##### Source data #####

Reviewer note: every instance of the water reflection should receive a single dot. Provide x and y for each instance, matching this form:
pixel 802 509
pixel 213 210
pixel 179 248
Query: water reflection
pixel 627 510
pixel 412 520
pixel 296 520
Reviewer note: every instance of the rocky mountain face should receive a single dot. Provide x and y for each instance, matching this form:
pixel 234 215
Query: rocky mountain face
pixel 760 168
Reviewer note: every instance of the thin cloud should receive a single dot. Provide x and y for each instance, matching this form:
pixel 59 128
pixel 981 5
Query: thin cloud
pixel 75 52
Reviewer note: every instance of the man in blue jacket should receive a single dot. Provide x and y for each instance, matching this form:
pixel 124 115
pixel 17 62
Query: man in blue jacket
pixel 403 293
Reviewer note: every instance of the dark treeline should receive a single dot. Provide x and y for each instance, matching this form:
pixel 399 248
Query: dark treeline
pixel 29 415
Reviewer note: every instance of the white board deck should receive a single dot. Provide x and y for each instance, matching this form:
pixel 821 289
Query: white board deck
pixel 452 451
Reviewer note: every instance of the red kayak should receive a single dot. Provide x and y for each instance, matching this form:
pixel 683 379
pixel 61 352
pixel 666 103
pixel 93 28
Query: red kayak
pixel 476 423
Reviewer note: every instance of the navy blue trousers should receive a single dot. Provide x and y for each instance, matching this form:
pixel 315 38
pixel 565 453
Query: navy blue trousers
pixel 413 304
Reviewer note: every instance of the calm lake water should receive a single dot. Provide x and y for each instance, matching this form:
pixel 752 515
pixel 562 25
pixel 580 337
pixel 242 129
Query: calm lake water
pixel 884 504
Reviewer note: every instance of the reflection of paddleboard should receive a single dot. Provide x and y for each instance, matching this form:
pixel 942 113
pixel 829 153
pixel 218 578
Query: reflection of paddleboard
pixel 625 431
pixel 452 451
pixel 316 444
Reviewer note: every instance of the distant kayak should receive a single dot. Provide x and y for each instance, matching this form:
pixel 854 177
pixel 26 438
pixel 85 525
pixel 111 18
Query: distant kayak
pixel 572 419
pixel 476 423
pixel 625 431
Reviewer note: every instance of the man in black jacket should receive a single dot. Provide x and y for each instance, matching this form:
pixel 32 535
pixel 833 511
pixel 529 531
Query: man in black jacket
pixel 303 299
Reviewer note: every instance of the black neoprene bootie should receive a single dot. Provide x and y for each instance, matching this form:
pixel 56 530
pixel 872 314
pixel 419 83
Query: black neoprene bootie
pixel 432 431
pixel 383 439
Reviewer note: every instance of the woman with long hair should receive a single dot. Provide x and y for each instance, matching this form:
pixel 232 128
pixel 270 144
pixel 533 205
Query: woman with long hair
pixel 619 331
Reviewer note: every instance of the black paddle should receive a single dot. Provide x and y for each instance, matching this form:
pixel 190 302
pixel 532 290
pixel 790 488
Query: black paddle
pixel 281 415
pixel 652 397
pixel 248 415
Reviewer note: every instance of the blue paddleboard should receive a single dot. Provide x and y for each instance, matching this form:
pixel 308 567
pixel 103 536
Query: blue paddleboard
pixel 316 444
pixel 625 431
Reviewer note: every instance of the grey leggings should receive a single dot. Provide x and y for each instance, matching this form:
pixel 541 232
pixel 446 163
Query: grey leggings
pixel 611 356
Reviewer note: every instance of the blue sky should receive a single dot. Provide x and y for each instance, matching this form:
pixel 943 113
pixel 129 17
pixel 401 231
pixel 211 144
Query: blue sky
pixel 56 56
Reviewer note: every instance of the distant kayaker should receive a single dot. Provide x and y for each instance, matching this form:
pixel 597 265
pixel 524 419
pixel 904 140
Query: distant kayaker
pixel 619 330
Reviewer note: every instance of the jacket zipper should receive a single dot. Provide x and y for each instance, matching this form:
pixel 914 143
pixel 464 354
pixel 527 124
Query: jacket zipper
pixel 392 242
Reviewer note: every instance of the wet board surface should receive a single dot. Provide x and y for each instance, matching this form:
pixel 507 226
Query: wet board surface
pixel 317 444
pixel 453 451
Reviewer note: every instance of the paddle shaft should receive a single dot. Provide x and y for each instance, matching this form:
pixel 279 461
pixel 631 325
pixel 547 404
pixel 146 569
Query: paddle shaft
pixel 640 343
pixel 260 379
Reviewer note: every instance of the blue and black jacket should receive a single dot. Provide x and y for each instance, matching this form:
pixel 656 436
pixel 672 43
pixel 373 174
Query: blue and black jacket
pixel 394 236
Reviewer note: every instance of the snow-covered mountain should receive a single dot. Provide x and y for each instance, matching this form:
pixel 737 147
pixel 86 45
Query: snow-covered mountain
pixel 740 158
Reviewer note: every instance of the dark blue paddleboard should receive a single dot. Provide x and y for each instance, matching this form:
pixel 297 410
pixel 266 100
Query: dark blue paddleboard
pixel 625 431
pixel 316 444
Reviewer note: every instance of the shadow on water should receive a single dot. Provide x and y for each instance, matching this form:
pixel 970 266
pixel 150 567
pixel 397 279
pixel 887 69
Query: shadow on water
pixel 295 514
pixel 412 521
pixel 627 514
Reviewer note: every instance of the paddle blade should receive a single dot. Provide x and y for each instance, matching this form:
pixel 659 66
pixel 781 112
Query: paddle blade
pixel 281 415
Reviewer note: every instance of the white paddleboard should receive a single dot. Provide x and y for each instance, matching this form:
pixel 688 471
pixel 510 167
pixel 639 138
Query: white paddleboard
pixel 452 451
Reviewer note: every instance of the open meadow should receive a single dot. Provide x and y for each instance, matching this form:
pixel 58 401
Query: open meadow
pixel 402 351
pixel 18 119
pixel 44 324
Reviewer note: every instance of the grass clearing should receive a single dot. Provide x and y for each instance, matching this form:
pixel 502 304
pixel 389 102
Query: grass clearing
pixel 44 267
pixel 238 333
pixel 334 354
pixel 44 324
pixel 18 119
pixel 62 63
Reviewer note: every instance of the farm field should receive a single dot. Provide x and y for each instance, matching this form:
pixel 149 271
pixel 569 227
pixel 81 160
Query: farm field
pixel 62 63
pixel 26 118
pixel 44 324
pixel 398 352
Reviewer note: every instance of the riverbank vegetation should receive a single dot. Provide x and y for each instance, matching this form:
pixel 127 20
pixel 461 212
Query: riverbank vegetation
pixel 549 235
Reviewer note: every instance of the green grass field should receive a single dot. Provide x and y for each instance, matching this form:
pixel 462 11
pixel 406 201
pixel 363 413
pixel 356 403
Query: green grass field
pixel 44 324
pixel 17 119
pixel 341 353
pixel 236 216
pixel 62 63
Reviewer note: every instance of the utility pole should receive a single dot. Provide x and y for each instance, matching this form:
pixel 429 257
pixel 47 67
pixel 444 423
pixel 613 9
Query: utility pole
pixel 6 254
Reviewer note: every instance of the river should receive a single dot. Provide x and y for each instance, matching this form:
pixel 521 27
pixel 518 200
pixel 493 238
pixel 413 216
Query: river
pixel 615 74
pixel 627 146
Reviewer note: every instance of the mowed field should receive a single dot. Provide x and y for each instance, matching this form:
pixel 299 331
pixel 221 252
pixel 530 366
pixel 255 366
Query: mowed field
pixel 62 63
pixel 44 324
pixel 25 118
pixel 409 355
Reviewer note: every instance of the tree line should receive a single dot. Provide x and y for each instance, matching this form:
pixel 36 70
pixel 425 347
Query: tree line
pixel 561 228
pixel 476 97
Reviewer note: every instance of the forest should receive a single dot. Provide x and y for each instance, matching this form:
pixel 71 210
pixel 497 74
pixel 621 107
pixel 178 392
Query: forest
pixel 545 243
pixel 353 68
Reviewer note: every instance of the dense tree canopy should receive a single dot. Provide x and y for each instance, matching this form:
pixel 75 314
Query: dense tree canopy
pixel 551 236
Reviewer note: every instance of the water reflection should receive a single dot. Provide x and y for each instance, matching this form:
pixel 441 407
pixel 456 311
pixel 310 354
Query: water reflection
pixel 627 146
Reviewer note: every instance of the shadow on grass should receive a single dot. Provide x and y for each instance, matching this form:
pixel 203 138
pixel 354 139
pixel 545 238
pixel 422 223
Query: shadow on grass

#####

● Task objective
Convert the lines above into a Markdown table with the columns Number and Line, starting with the line containing "Reviewer note: every instance of the shadow on water" and going on through the line containing "pixel 627 514". Number the lines in order and leave out any blank lines.

● Response to the exercise
| Number | Line |
|---|---|
| 1 | Reviewer note: every instance of the shadow on water should receive a single dot. Provide x and y for each instance, matching this form: |
| 2 | pixel 970 266 |
| 3 | pixel 150 567 |
| 4 | pixel 397 279 |
| 5 | pixel 887 69 |
| 6 | Query: shadow on water |
| 7 | pixel 295 514 |
| 8 | pixel 412 521 |
| 9 | pixel 627 514 |